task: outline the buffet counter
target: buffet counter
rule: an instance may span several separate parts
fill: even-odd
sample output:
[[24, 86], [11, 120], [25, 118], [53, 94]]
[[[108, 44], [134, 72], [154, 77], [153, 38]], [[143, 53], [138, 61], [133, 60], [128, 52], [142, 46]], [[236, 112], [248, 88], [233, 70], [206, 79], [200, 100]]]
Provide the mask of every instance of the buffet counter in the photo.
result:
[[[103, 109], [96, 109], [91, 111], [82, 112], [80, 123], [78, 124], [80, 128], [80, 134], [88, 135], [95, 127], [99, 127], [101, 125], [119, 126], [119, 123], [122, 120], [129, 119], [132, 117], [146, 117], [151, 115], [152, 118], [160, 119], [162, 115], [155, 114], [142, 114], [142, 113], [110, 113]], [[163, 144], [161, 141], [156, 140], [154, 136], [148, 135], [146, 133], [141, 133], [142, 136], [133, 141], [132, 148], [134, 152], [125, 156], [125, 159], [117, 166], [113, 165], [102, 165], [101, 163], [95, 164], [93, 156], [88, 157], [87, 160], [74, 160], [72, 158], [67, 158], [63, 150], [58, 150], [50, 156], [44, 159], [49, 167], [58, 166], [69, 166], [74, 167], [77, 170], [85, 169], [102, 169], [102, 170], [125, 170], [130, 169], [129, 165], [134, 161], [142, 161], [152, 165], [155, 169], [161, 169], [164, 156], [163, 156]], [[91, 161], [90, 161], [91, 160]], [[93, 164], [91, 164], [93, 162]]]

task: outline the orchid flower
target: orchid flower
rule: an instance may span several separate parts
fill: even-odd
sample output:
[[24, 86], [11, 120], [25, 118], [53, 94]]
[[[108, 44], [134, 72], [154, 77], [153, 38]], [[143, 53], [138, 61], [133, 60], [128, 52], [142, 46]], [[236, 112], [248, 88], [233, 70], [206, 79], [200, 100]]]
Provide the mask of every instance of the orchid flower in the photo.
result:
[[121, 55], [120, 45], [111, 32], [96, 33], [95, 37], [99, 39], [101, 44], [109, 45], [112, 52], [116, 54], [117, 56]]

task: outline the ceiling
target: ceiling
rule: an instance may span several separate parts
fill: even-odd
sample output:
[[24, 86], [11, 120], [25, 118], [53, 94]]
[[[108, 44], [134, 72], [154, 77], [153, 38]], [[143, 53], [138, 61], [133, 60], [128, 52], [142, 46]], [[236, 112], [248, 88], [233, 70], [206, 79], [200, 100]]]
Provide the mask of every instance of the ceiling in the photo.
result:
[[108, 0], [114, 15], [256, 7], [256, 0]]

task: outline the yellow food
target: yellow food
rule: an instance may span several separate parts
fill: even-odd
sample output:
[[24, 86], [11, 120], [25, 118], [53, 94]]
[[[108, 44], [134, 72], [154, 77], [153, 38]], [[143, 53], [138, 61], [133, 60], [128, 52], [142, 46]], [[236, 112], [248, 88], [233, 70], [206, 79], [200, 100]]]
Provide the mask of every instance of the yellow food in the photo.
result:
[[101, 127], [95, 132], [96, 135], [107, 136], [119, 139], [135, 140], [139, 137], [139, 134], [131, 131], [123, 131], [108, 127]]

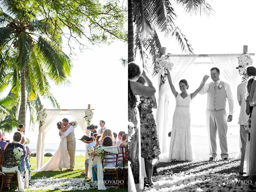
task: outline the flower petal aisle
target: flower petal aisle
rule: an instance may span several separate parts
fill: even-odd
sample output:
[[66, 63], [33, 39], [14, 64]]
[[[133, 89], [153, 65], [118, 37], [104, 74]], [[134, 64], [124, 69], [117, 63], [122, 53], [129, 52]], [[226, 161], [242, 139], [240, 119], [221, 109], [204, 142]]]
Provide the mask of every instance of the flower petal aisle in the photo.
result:
[[237, 183], [239, 180], [244, 182], [249, 177], [248, 174], [238, 173], [240, 161], [236, 160], [235, 156], [239, 146], [238, 136], [228, 135], [229, 161], [221, 159], [219, 146], [217, 146], [216, 161], [211, 162], [208, 161], [207, 136], [193, 136], [196, 161], [159, 163], [157, 165], [157, 173], [153, 177], [156, 185], [145, 188], [144, 191], [255, 191], [256, 184], [230, 183], [231, 181]]
[[76, 190], [88, 190], [97, 188], [93, 182], [88, 181], [83, 178], [61, 178], [46, 177], [33, 179], [30, 182], [33, 185], [26, 189], [27, 191], [45, 191], [59, 189], [61, 191], [73, 191]]

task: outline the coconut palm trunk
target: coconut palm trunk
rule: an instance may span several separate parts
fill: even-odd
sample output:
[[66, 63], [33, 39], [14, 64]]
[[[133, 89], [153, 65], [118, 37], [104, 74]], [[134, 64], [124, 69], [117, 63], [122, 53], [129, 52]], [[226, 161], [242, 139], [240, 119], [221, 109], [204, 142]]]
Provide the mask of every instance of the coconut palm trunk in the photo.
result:
[[[21, 88], [21, 97], [20, 107], [19, 113], [19, 120], [21, 124], [26, 125], [26, 83], [25, 82], [25, 70], [23, 69], [20, 72]], [[25, 132], [25, 130], [24, 131]]]
[[132, 0], [128, 0], [128, 63], [134, 60]]

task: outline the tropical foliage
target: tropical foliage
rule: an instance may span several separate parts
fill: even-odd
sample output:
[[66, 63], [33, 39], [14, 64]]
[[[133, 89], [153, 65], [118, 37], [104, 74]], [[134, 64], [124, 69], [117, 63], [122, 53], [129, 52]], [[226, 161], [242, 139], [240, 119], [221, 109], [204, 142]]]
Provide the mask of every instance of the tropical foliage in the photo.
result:
[[[156, 62], [154, 55], [162, 52], [159, 33], [166, 38], [176, 39], [184, 53], [193, 54], [191, 45], [176, 23], [175, 4], [191, 15], [209, 15], [213, 12], [206, 0], [129, 0], [132, 15], [129, 12], [129, 16], [132, 19], [128, 18], [128, 46], [134, 44], [134, 48], [129, 50], [128, 62], [134, 61], [138, 53], [145, 68], [150, 69], [153, 65], [154, 69]], [[130, 37], [133, 34], [134, 37]]]
[[[30, 125], [40, 108], [40, 98], [59, 108], [50, 92], [50, 82], [69, 83], [72, 65], [63, 52], [65, 39], [73, 54], [74, 43], [80, 51], [91, 44], [127, 40], [124, 23], [127, 8], [118, 1], [3, 0], [0, 3], [0, 92], [20, 102], [18, 120], [25, 125], [26, 109]], [[67, 9], [67, 8], [68, 8]], [[86, 43], [81, 40], [85, 39]]]

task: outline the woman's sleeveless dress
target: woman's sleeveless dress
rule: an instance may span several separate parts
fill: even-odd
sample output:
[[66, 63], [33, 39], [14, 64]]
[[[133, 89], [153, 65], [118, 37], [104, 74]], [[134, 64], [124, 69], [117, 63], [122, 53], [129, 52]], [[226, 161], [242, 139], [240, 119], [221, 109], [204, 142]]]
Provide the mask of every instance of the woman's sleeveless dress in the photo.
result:
[[[60, 131], [60, 132], [63, 134]], [[69, 167], [69, 156], [67, 148], [67, 137], [65, 137], [61, 139], [60, 142], [59, 148], [53, 156], [52, 157], [42, 168], [35, 169], [32, 172], [40, 172], [60, 170], [63, 168]]]
[[190, 94], [184, 99], [179, 93], [176, 97], [169, 152], [169, 159], [171, 161], [192, 161], [195, 159], [191, 138], [189, 110], [191, 100]]

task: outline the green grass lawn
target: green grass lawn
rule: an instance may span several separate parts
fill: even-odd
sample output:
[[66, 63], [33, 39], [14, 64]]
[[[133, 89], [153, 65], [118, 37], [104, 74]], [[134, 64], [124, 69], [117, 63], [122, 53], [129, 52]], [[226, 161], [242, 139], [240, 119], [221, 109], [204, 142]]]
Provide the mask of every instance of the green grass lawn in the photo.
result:
[[[46, 163], [48, 160], [50, 159], [50, 157], [45, 157], [44, 163]], [[30, 164], [31, 165], [31, 170], [34, 169], [36, 168], [36, 158], [31, 157], [30, 159]], [[80, 181], [81, 179], [84, 179], [85, 176], [84, 175], [81, 174], [81, 173], [83, 171], [83, 167], [84, 166], [85, 157], [84, 156], [76, 156], [75, 157], [75, 168], [74, 171], [43, 171], [42, 172], [32, 172], [31, 173], [31, 182], [33, 183], [33, 180], [36, 181], [36, 180], [38, 178], [52, 178], [52, 180], [58, 180], [61, 179], [63, 180], [63, 182], [68, 181], [68, 180], [72, 180], [73, 179], [75, 179], [75, 180]], [[74, 181], [75, 180], [72, 180]], [[90, 180], [87, 179], [86, 181], [88, 183], [90, 182]], [[49, 182], [51, 181], [49, 181]], [[77, 184], [74, 183], [74, 185], [77, 185]], [[94, 187], [94, 186], [91, 185], [92, 187]], [[12, 191], [15, 189], [15, 185], [13, 184], [11, 186], [11, 190]], [[41, 192], [41, 191], [61, 191], [60, 190], [58, 189], [49, 189], [47, 190], [30, 190], [29, 188], [27, 188], [25, 189], [27, 191], [35, 191], [35, 192]], [[72, 191], [84, 191], [84, 190], [67, 190]], [[125, 187], [123, 188], [120, 187], [120, 188], [117, 189], [108, 189], [106, 190], [108, 191], [120, 191], [121, 192], [126, 192], [128, 191], [128, 188], [127, 187]], [[97, 188], [94, 188], [93, 189], [90, 189], [89, 190], [90, 192], [92, 192], [95, 191], [98, 191]], [[10, 190], [5, 190], [3, 188], [3, 191], [10, 191]]]

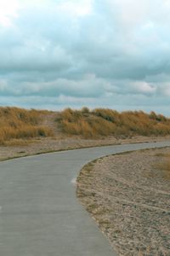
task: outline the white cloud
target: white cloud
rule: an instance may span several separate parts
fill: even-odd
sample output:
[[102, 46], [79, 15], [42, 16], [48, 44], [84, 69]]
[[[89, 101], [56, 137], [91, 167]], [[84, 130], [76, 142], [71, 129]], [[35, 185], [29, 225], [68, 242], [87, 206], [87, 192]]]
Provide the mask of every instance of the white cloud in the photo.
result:
[[17, 0], [0, 0], [0, 26], [11, 26], [13, 19], [18, 16], [20, 9]]
[[150, 84], [144, 81], [136, 81], [132, 84], [132, 88], [134, 92], [139, 92], [142, 94], [154, 94], [156, 90], [156, 87], [154, 84]]

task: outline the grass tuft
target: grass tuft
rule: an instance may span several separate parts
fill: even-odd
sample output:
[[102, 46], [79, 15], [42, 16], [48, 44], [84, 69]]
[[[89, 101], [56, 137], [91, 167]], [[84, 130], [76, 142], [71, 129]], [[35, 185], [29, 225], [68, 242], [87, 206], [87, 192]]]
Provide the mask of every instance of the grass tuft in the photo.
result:
[[64, 133], [84, 137], [101, 136], [166, 136], [170, 134], [170, 119], [162, 114], [143, 111], [118, 113], [111, 109], [66, 108], [57, 119]]
[[51, 129], [41, 125], [42, 113], [34, 109], [0, 108], [0, 144], [7, 145], [14, 139], [53, 136]]

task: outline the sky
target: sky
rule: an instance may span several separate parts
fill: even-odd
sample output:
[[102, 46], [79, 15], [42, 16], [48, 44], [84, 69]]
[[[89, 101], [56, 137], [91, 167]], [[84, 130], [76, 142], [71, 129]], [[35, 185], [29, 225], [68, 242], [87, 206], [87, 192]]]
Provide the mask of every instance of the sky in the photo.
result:
[[170, 116], [170, 0], [0, 0], [0, 106]]

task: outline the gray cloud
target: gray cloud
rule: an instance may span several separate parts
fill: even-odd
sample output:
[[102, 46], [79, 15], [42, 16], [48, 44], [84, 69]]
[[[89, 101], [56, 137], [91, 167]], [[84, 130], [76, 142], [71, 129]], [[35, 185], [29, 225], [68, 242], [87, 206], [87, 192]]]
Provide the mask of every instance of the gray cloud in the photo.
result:
[[156, 11], [146, 0], [48, 3], [21, 4], [11, 26], [0, 24], [0, 104], [169, 114], [167, 2]]

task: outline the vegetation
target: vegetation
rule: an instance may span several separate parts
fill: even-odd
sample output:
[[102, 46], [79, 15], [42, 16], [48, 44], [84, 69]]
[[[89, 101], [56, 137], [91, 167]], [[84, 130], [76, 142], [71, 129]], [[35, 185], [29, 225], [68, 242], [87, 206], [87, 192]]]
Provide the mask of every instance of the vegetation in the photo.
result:
[[132, 137], [166, 136], [170, 134], [170, 119], [151, 112], [127, 111], [118, 113], [111, 109], [97, 108], [90, 111], [65, 109], [56, 121], [63, 132], [84, 137], [100, 136]]
[[52, 136], [51, 129], [41, 125], [42, 114], [33, 109], [0, 108], [0, 144], [8, 144], [11, 139]]
[[[56, 117], [56, 123], [54, 121]], [[170, 134], [170, 119], [151, 112], [118, 113], [111, 109], [66, 108], [60, 113], [0, 108], [0, 144], [25, 144], [30, 138], [51, 137], [56, 132], [85, 138], [106, 136], [166, 136]]]

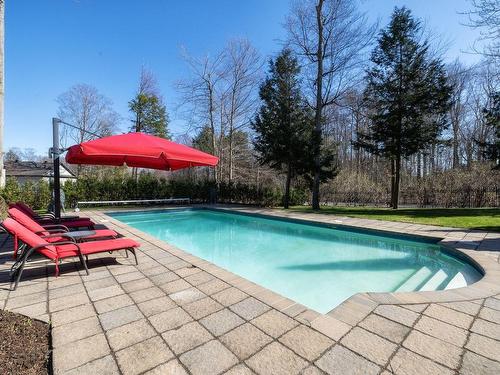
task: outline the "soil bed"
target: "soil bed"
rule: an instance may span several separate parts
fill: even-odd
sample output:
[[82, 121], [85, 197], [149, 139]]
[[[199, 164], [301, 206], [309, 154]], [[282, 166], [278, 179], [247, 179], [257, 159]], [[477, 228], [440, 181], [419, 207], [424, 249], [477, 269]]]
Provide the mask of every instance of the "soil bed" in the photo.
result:
[[50, 327], [24, 315], [0, 310], [2, 374], [49, 374]]

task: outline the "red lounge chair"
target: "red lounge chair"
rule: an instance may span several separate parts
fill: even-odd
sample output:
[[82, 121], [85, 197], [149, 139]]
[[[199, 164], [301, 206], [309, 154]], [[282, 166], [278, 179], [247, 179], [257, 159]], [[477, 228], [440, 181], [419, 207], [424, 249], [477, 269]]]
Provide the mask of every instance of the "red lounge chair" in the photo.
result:
[[31, 209], [31, 207], [22, 202], [9, 204], [9, 207], [17, 208], [18, 210], [24, 212], [26, 215], [28, 215], [41, 225], [64, 224], [65, 227], [70, 229], [94, 228], [94, 223], [88, 217], [70, 216], [70, 217], [62, 217], [61, 219], [57, 220], [52, 214], [45, 214], [45, 215], [37, 214], [35, 211]]
[[70, 257], [80, 258], [80, 262], [83, 264], [88, 275], [89, 270], [85, 258], [88, 255], [102, 253], [105, 251], [130, 251], [134, 255], [135, 263], [138, 264], [137, 256], [135, 254], [135, 248], [139, 247], [140, 245], [129, 238], [117, 238], [112, 240], [90, 241], [81, 243], [71, 241], [49, 243], [46, 239], [31, 232], [30, 230], [28, 230], [28, 228], [22, 226], [14, 219], [6, 218], [2, 222], [2, 227], [26, 245], [25, 247], [22, 247], [20, 249], [20, 255], [10, 270], [11, 279], [13, 280], [14, 277], [16, 278], [13, 290], [16, 290], [17, 288], [17, 284], [21, 279], [26, 261], [34, 252], [52, 259], [55, 262], [56, 276], [59, 275], [59, 261], [61, 259]]
[[[61, 241], [73, 241], [71, 233], [68, 233], [68, 228], [64, 225], [48, 225], [45, 228], [26, 215], [19, 209], [12, 207], [8, 210], [9, 216], [28, 228], [33, 233], [39, 235], [40, 237], [47, 240], [47, 242], [61, 242]], [[97, 229], [94, 230], [94, 234], [86, 237], [79, 238], [77, 242], [84, 242], [88, 240], [104, 239], [104, 238], [115, 238], [118, 237], [118, 233], [110, 229]], [[14, 259], [17, 256], [17, 238], [14, 238]]]

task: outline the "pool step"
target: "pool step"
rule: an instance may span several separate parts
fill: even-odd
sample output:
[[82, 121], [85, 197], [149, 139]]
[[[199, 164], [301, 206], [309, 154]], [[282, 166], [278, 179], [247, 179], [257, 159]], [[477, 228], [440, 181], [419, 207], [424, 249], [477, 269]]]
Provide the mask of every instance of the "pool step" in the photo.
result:
[[419, 290], [420, 285], [425, 283], [431, 276], [432, 271], [427, 267], [422, 267], [396, 289], [396, 292], [413, 292]]
[[437, 271], [419, 290], [438, 290], [439, 286], [448, 278], [443, 270]]
[[462, 288], [464, 286], [467, 286], [467, 281], [465, 280], [464, 275], [462, 275], [461, 272], [458, 272], [446, 285], [445, 289]]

_The exercise_. Return every line of the data above that contains the string "sleeveless", matching case exactly.

_Task output_.
task: outline the woman's sleeveless dress
target: woman's sleeveless dress
Provide the mask of every instance of the woman's sleeveless dress in the photo.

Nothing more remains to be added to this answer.